[Record excerpts]:
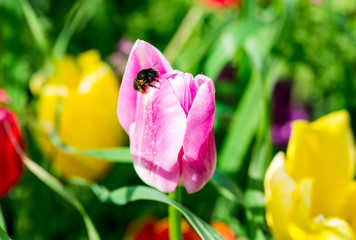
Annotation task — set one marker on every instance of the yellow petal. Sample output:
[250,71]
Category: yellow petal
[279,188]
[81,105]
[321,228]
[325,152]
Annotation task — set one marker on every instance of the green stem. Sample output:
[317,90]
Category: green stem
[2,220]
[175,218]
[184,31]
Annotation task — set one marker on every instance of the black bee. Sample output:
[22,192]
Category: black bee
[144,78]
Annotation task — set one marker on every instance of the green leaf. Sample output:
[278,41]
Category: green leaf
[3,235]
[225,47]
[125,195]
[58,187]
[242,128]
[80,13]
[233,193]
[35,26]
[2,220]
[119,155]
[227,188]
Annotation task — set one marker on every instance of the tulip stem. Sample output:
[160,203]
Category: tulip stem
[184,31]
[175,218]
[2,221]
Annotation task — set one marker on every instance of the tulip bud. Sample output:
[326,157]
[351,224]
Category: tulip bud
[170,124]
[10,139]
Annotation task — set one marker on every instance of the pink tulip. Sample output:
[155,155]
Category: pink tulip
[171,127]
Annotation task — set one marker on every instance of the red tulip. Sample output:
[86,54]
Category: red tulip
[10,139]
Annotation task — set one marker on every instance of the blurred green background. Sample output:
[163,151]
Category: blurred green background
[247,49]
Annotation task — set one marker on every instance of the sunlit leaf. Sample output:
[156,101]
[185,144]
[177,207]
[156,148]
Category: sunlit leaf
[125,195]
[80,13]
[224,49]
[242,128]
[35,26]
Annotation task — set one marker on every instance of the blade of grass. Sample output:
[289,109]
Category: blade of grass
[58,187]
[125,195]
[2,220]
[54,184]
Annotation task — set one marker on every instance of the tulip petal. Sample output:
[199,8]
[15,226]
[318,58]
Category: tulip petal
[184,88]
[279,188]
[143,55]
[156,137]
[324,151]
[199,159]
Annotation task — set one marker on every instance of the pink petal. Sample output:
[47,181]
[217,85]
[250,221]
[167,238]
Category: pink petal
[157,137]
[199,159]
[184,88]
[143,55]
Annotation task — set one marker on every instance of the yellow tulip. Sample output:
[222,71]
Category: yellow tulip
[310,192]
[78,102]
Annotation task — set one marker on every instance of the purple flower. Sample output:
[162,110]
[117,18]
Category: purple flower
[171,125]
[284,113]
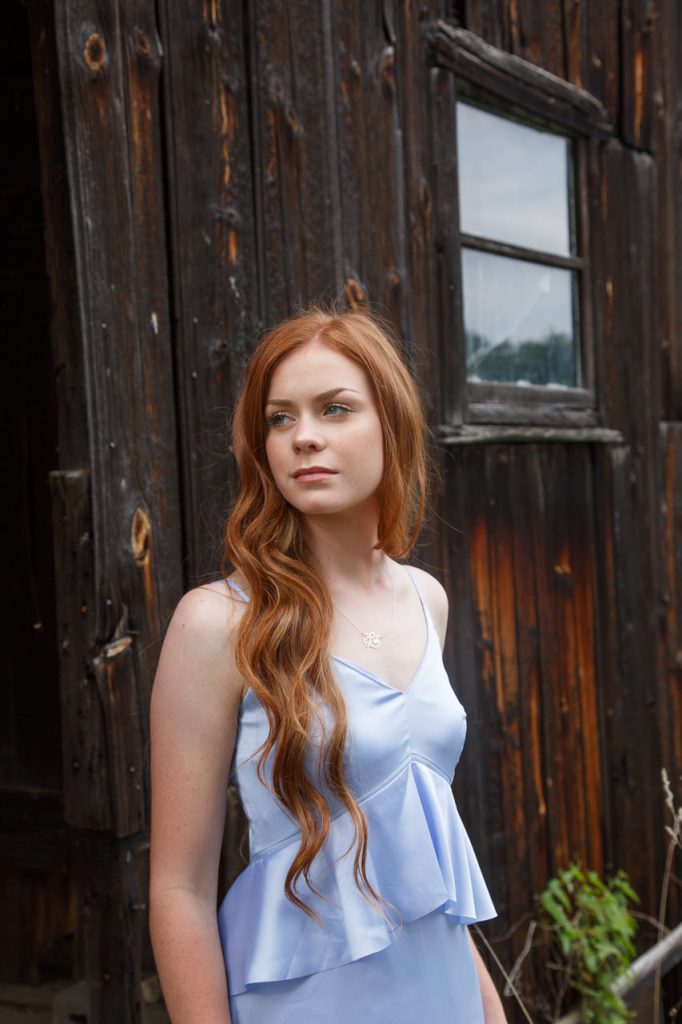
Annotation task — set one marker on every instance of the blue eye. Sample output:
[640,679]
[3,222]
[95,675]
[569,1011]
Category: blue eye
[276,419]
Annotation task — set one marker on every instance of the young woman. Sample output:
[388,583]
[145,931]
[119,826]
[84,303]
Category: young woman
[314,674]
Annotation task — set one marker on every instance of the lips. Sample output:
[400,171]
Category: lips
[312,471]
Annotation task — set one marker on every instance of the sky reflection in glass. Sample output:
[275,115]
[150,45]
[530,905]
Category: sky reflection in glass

[To do]: Collect every line from the records above that contains the word "reflection".

[Solution for this task]:
Annotation task — set one marker on every instance of the sky reflection in glass. Sample output:
Category: sky reflection in glass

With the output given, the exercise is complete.